- [Text shown]:
____
Migrant ship docks in Canada, refugee debate flares

VANCOUVER, (Reuters) – Canadian authorities unloaded  a cramped cargo ship yesterday of nearly 500 Tamil asylum  seekers from Sri Lanka whose arrival has sparked a national  debate over the country’s immigration and refugee laws.

The sun was just rising on Pacific Coast when MV Sun Sea  sailed under escort into a Canadian Navy base near Victoria,  British Columbia, on Vancouver Island, and docked next to a  makeshift camp set up to process the men, women and children on  board.

Officials said the ship was in good condition, but they  would not describe the accommodations of the estimated 490  people who may have spent more than two months housed in the  cargo hold of the 59-metre-long (194-foot-long) vessel.

Several people were taken to a Victoria hospital to be  checked out, but officials were not aware of any major medical  problems. The crew was “compliant” when navy personnel boarded  the ship on Thursday, the military said.

Public Safety Minister Vic Toews warned that Canada will be  taking a tough line with the Thai-owned ship, which he said was  believed to be carrying terrorists and may be part of a larger,  international human smuggling operation.

“Canada has very generous refugee laws, and my concern is  that individuals not take advantage of the existing laws in  order to further criminal or terrorist activities,” Toews told  a news conference.
____
- [Data to examine]:
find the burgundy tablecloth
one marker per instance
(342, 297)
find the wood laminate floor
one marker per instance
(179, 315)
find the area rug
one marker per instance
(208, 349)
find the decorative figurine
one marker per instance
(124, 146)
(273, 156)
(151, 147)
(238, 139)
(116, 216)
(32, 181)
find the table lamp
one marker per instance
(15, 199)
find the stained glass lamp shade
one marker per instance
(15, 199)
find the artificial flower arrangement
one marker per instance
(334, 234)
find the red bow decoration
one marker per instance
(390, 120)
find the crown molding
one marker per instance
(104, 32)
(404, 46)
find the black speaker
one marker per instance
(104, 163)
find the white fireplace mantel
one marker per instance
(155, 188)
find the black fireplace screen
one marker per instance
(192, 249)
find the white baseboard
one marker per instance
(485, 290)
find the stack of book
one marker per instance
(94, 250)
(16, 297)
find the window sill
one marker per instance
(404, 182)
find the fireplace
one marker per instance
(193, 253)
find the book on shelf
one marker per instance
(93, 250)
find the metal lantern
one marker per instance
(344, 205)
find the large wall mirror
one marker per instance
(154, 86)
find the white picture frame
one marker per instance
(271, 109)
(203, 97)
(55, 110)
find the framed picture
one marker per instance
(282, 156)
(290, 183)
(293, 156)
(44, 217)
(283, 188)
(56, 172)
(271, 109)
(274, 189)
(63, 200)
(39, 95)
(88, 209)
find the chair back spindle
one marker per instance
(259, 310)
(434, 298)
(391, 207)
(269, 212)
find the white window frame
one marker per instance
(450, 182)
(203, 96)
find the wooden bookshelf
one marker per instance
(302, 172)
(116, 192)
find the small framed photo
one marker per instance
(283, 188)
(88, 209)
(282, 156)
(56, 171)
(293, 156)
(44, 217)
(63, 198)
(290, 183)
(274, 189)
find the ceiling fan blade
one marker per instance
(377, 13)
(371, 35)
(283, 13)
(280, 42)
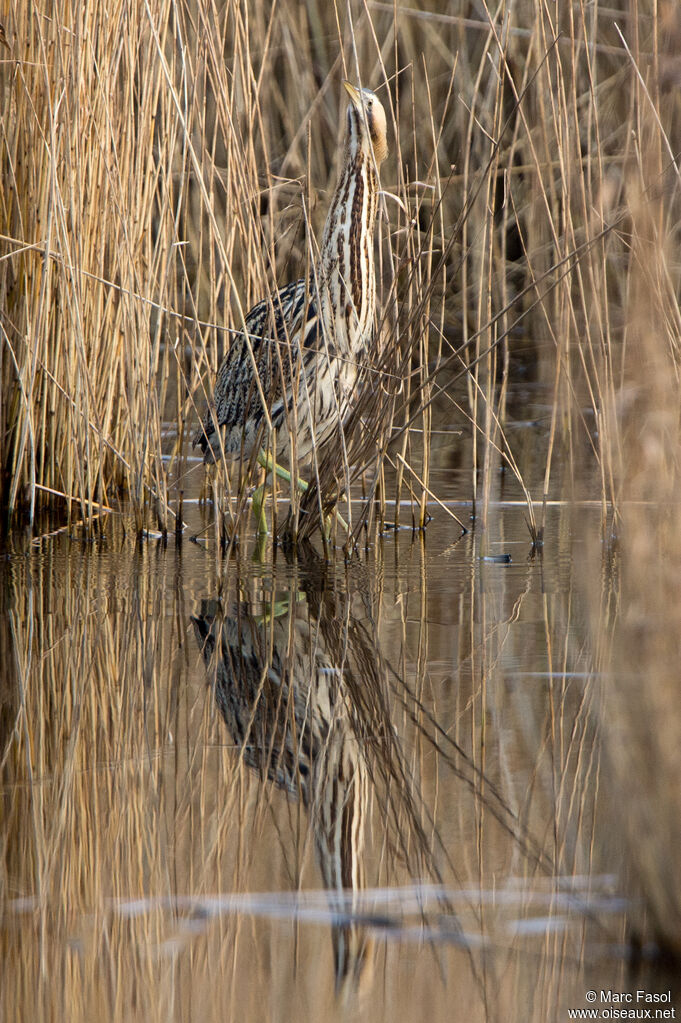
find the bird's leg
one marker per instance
____
- [Work request A]: Print the part of the migrant ship report that opens with the words containing "Officials said the" and closes with "human smuggling operation.".
- [Work request B]: Write what comes next in the migrant ship report, picking up after its last sentence.
The listing is separate material and has no connection to the news report on the migrant ship.

- [Task answer A]:
Officials said the ship was in good condition, but they  would not describe the accommodations of the estimated 490  people who may have spent more than two months housed in the  cargo hold of the 59-metre-long (194-foot-long) vessel.

Several people were taken to a Victoria hospital to be  checked out, but officials were not aware of any major medical  problems. The crew was “compliant” when navy personnel boarded  the ship on Thursday, the military said.

Public Safety Minister Vic Toews warned that Canada will be  taking a tough line with the Thai-owned ship, which he said was  believed to be carrying terrorists and may be part of a larger,  international human smuggling operation.

- [Task answer B]:
The people on the Sun Sea are believed to be Tamils fleeing  Sri Lanka, but Canada fears some are members of the Liberation  Tigers of Tamil Eelam, which fought a bloody independence war  that was crushed last year.

The military wing of the Tamil independence movement is  considered a terrorist organization by Ottawa, which would make  it illegal for members or supporters of the Tamil Tigers to  immigrate to Canada.

The Sun Sea is the second ship carrying Tamil migrants to  arrive in Canada in less than a year, and officials fear more  are on the way. A cargo ship carrying 76 Tamil refugee  claimants docked on the West Coast last October, but arrivals  of boat people are a relatively rare occurrence.

At least four boats arrived on Canada’s Pacific Coast in  the late 1990s carrying Chinese migrants, who experts familiar  with the incident believe were actually being smuggled though  Canada to the United States.

Canada received 34,000 refugee applications last year, with  most made by people after arriving by air or by driving in from  the United States.

An estimated 250,000 people of Tamil decent live in Canada,  primarily in the Toronto area. It is said to be the largest  Tamil population outside Sri Lanka and India.

The arguments in Canada over immigration have never reached  the fevered pitch heard in the United States, but the Sun Sea  incident has set off a front-page debate in the media over  whether its rules are too lax.

Opposition parties and some refugee experts warned the  government not to jump to conclusions about who the migrants  are, and said each person’s case should be judged  individually.

“Obviously, in the aftermath of the war in Sri Lanka, a  great deal hardship was experienced and there are a lot of  people who want to get out of Sri Lanka,” Bob Rae, the Liberal  Party’s foreign affairs critic told CBC.

The government is looking at toughening immigration laws so  that boat people are treated differently from other  refugee-seekers, the Globe and Mail newspaper reported.